### Problem requirements
All the data below goes into the copy word for word, but the pictures don't.

━━━━━━

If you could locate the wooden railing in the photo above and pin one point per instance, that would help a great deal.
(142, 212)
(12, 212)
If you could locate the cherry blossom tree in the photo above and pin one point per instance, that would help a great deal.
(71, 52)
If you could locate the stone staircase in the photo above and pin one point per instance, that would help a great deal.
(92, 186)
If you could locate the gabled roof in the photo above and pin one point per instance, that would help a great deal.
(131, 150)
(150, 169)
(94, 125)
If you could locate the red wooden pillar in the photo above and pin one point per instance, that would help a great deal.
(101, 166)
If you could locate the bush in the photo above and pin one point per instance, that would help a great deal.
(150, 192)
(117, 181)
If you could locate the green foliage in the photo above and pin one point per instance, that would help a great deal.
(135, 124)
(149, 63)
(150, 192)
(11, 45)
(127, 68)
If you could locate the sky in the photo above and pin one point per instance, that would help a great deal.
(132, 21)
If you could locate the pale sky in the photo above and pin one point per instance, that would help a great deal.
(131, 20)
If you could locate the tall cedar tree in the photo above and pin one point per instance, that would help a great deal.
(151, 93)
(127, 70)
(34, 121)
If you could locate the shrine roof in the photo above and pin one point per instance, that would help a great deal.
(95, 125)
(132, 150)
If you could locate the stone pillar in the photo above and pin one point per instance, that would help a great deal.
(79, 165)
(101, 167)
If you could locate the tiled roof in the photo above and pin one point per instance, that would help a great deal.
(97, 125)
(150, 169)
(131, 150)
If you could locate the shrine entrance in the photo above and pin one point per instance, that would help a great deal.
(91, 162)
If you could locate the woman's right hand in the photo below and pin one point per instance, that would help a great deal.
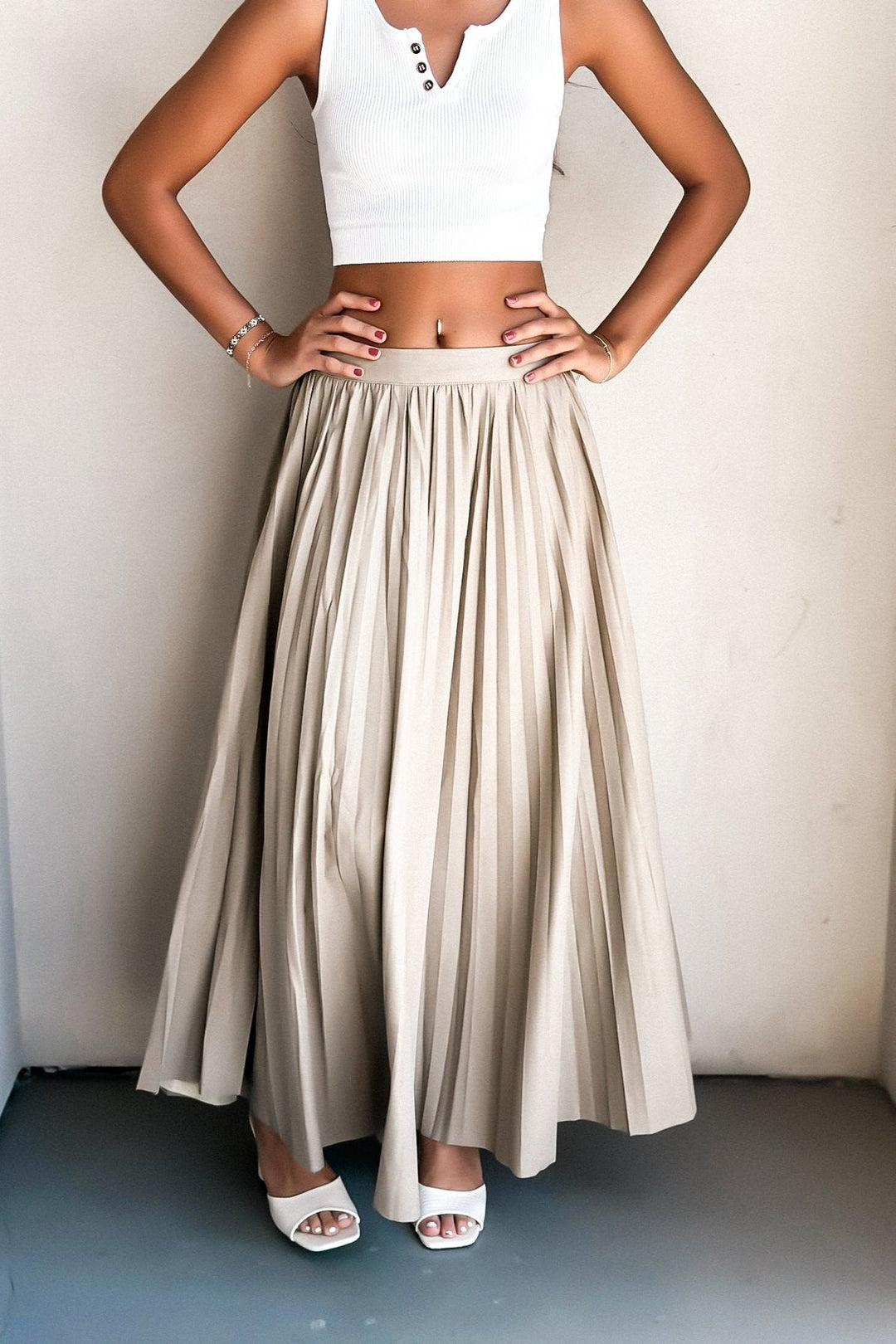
(282, 359)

━━━━━━

### Your response
If you could locate the wooden railing in the photo above and pin one point per instance, that would help a great deal.
(142, 212)
(12, 212)
If you could locate the cherry blossom tree in the photo above and pin one point per instance, that would help a great deal.
(71, 52)
If you could locate the stone staircase in the photo above and pin one point per instance, that would help a great deal.
(92, 186)
If you could locate the gabled roof in the photo above and pin one point per instance, that would help a great deal.
(131, 150)
(150, 169)
(94, 125)
If you could locate the red wooden pillar in the photo above and pin one point per instance, that would help a great deal.
(101, 166)
If you could locate the bush in the photo above and pin one point per instance, that would help a great deal.
(150, 192)
(117, 181)
If you could locate the green foliage in the photo above and pin one point per instance, that would help a great deal.
(135, 124)
(149, 63)
(150, 192)
(11, 45)
(127, 68)
If you could locate the sky in the photo above and pin one point per instance, that would help a great deal.
(132, 21)
If you could locate the pale sky in the photo above and pin one point per instance, that would help a great deal.
(131, 20)
If you could locate the tall cedar tree in the photo above and pin one point per instance, that would help a great deal.
(151, 93)
(127, 70)
(34, 121)
If you could locate the shrine roof in the photo above and pin one point per instance, that would help a great deal.
(95, 125)
(132, 150)
If you could locate the stone pillar in the photo above and pin one point per instance, that would help a great deal.
(79, 165)
(101, 167)
If you could locate the tiled roof in the photo above and pin one point per instance, that would help a great deal.
(97, 125)
(150, 169)
(131, 150)
If you could locate the shrine entrance in the photo above and pin one point per instance, that would help a great deal.
(91, 162)
If you could locate the woman's right hand in the photo below and pin one point per instance, that would help a great deal.
(282, 359)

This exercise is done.